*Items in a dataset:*
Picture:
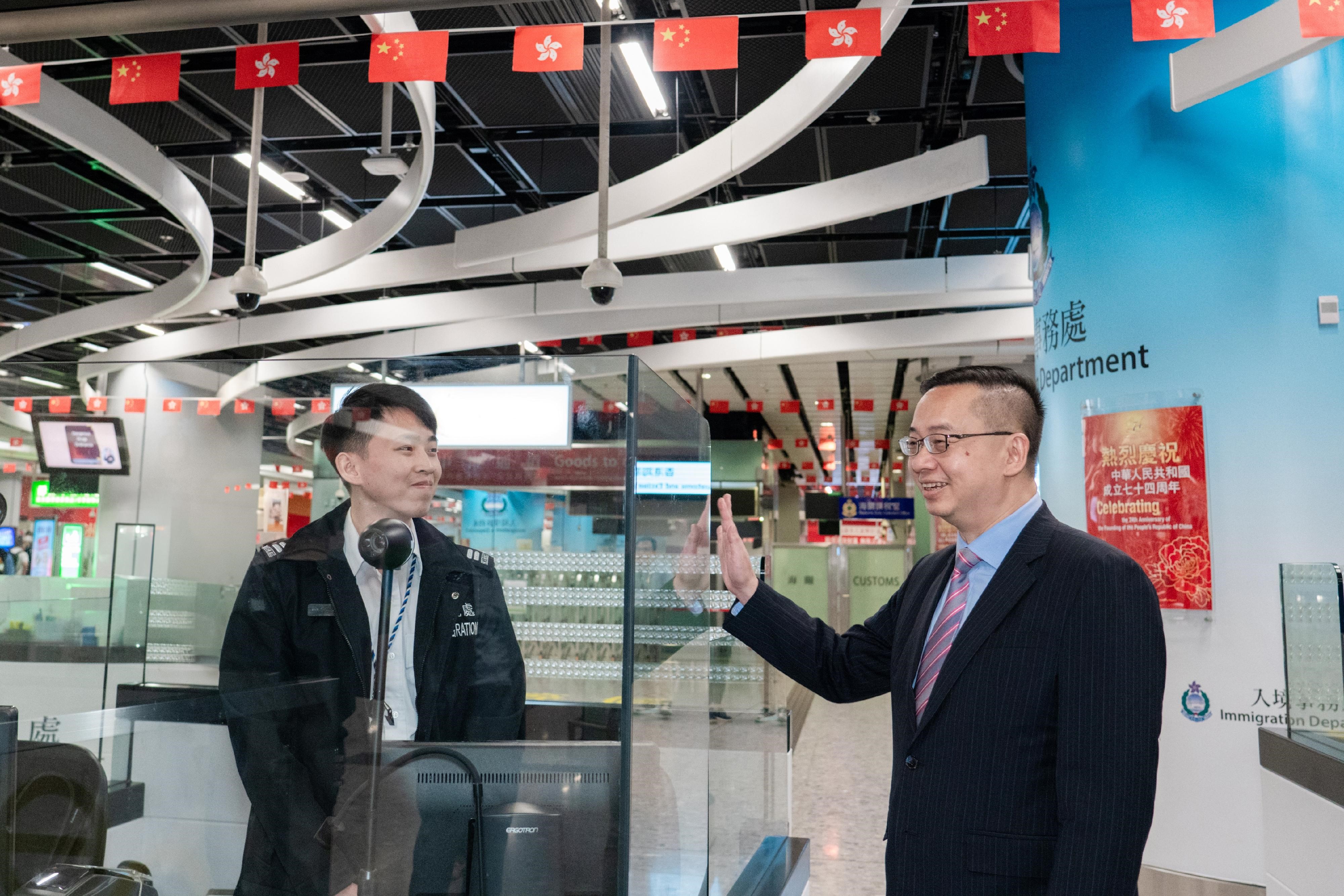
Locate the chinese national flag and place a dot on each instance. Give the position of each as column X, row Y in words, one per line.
column 696, row 45
column 411, row 55
column 1319, row 18
column 21, row 85
column 549, row 49
column 267, row 65
column 845, row 33
column 1171, row 22
column 1014, row 27
column 146, row 78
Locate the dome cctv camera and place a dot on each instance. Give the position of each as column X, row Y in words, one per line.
column 248, row 287
column 601, row 280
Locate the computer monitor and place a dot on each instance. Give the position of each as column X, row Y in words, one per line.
column 546, row 807
column 69, row 442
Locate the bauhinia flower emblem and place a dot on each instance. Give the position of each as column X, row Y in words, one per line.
column 549, row 49
column 843, row 34
column 267, row 66
column 1173, row 15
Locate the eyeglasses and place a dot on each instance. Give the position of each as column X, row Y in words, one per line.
column 939, row 442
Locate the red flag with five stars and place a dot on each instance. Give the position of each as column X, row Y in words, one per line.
column 696, row 45
column 146, row 78
column 845, row 33
column 409, row 55
column 1171, row 19
column 1320, row 18
column 1014, row 27
column 267, row 65
column 21, row 85
column 549, row 49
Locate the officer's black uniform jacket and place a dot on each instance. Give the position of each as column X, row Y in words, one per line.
column 300, row 618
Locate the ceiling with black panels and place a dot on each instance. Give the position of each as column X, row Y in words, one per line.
column 506, row 144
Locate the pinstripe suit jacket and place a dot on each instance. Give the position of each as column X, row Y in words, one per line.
column 1034, row 766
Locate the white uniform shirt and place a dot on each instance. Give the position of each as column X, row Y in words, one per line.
column 401, row 657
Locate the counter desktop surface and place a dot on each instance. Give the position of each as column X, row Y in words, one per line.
column 628, row 786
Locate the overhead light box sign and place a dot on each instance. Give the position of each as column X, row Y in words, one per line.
column 671, row 477
column 490, row 416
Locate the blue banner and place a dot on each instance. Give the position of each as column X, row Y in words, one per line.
column 878, row 510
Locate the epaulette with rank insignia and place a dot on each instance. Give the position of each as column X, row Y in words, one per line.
column 485, row 559
column 269, row 551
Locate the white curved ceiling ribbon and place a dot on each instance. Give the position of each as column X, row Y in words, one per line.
column 683, row 300
column 751, row 293
column 749, row 140
column 898, row 184
column 79, row 123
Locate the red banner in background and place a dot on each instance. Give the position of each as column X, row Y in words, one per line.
column 1146, row 489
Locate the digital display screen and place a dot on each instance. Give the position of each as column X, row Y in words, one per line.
column 81, row 444
column 671, row 477
column 489, row 416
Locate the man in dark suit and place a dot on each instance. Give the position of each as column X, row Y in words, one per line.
column 1026, row 667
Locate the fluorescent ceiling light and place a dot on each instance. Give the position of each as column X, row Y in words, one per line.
column 337, row 218
column 644, row 80
column 725, row 256
column 116, row 272
column 272, row 176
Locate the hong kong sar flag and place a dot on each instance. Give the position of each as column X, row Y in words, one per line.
column 549, row 49
column 1174, row 20
column 1014, row 27
column 267, row 65
column 845, row 33
column 696, row 45
column 146, row 78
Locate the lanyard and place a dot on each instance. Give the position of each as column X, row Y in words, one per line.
column 411, row 581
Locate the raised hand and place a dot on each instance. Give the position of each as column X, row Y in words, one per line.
column 739, row 575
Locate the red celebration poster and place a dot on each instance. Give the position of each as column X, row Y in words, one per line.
column 1147, row 496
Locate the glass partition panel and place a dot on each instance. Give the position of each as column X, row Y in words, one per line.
column 1314, row 663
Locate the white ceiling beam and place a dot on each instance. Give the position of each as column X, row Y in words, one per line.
column 751, row 139
column 1256, row 46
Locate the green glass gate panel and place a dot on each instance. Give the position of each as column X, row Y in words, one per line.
column 800, row 574
column 874, row 577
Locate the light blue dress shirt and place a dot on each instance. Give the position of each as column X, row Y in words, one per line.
column 991, row 547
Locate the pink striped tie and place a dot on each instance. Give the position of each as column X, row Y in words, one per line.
column 946, row 631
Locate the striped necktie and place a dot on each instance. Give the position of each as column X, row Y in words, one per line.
column 946, row 631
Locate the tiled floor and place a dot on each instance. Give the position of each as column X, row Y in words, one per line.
column 842, row 770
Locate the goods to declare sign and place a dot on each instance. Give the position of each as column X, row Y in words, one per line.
column 1146, row 489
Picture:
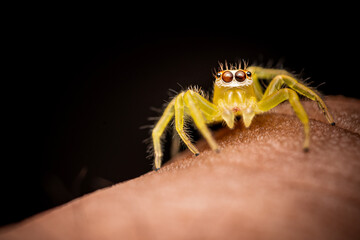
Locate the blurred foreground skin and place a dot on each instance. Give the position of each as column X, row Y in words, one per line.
column 260, row 186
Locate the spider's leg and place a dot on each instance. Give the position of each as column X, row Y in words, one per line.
column 279, row 77
column 179, row 123
column 307, row 92
column 158, row 131
column 196, row 112
column 257, row 87
column 277, row 97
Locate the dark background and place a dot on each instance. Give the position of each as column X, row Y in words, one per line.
column 79, row 92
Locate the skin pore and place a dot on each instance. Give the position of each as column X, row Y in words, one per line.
column 260, row 185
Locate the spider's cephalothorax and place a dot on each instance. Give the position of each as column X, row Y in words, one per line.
column 237, row 92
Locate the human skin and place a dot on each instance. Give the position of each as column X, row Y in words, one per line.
column 260, row 186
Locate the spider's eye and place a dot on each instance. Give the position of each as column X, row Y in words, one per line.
column 240, row 76
column 227, row 76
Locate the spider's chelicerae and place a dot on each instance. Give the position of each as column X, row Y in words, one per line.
column 237, row 92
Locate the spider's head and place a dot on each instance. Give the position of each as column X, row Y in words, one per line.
column 233, row 78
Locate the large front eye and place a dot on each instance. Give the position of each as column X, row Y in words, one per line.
column 227, row 76
column 240, row 76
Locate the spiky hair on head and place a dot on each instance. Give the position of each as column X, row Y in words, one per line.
column 240, row 64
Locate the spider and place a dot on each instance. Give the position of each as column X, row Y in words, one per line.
column 237, row 92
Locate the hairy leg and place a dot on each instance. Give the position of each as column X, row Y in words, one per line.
column 179, row 123
column 198, row 118
column 279, row 77
column 158, row 131
column 277, row 97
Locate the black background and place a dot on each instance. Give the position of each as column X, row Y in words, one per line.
column 79, row 91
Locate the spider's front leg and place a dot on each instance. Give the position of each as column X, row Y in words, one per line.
column 202, row 111
column 270, row 101
column 300, row 88
column 186, row 103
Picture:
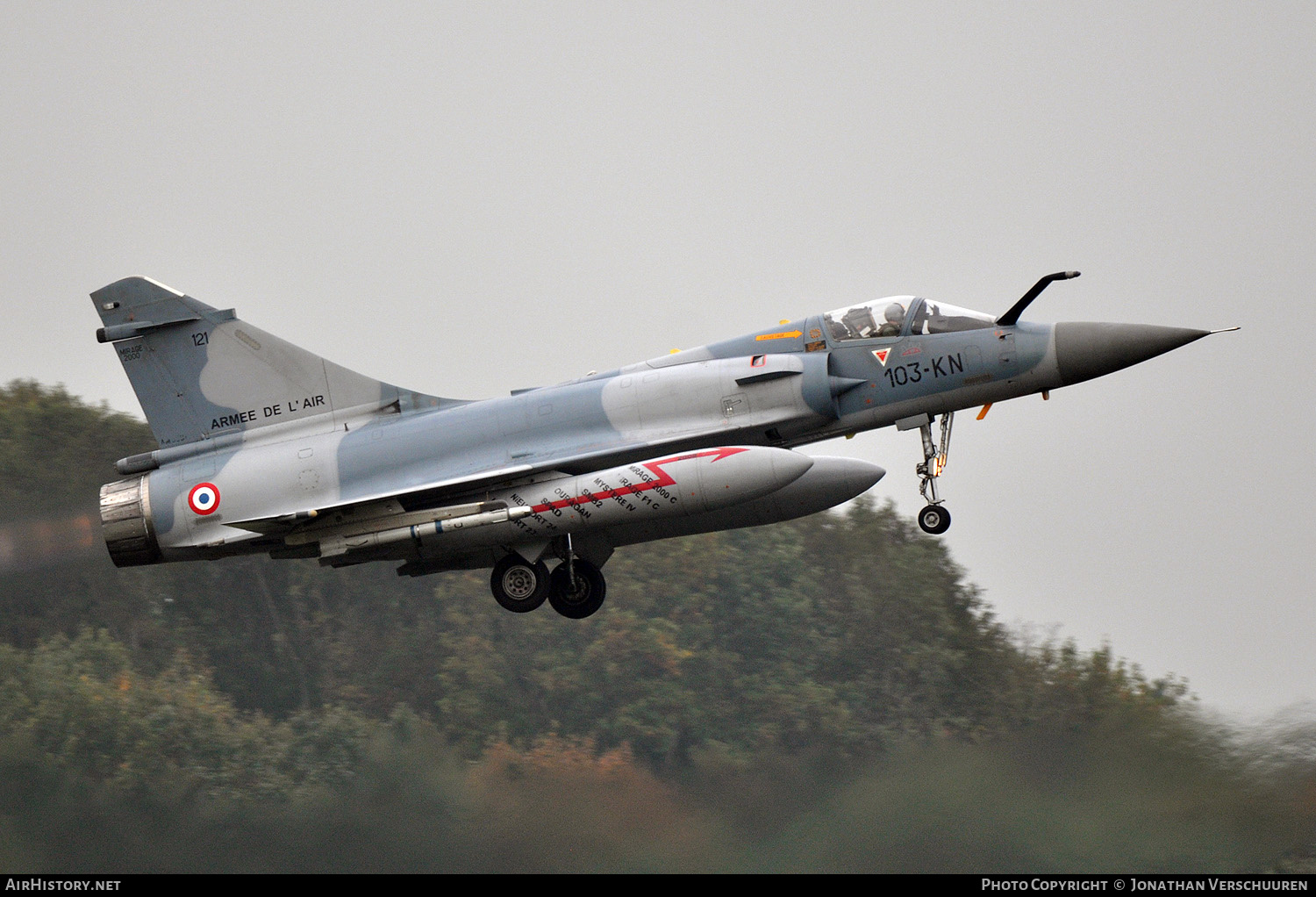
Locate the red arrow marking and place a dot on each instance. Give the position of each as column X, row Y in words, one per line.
column 654, row 467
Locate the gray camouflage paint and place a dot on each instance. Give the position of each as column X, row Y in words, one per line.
column 282, row 432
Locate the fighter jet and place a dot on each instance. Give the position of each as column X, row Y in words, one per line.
column 268, row 448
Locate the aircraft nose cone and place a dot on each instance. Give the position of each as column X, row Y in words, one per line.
column 1086, row 350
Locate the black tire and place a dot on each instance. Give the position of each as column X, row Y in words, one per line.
column 934, row 520
column 582, row 599
column 519, row 585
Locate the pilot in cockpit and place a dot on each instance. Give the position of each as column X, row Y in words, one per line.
column 895, row 316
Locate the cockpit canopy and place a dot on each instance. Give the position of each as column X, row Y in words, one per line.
column 897, row 315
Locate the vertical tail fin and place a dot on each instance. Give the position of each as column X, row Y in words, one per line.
column 200, row 371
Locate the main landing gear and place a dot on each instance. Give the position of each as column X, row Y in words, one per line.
column 576, row 588
column 933, row 520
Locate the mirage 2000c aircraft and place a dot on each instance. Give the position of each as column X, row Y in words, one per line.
column 268, row 448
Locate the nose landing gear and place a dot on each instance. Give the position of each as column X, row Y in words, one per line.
column 933, row 520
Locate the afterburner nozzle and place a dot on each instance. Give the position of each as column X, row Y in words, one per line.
column 1084, row 350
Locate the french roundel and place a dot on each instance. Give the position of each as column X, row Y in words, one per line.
column 204, row 499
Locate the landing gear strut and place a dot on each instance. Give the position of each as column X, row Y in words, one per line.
column 933, row 520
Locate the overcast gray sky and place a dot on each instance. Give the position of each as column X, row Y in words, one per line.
column 470, row 197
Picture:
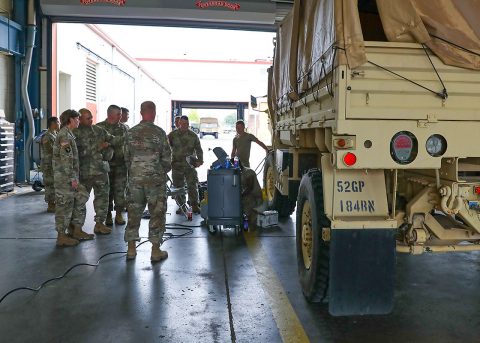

*Short exercise:* Repeat, word for word, the lines from the one containing "Locate the landing" through the end of the items, including both ends. Leave the pictures out of your answer.

*In response:*
Locate the landing gear strut and place a dot on each instance. Give the position of each as column X, row Y in words, one per line.
column 933, row 520
Locate the overcast gray sky and place a dot on each instance. Give the position of each as column X, row Y in words, one per line.
column 470, row 197
Picture:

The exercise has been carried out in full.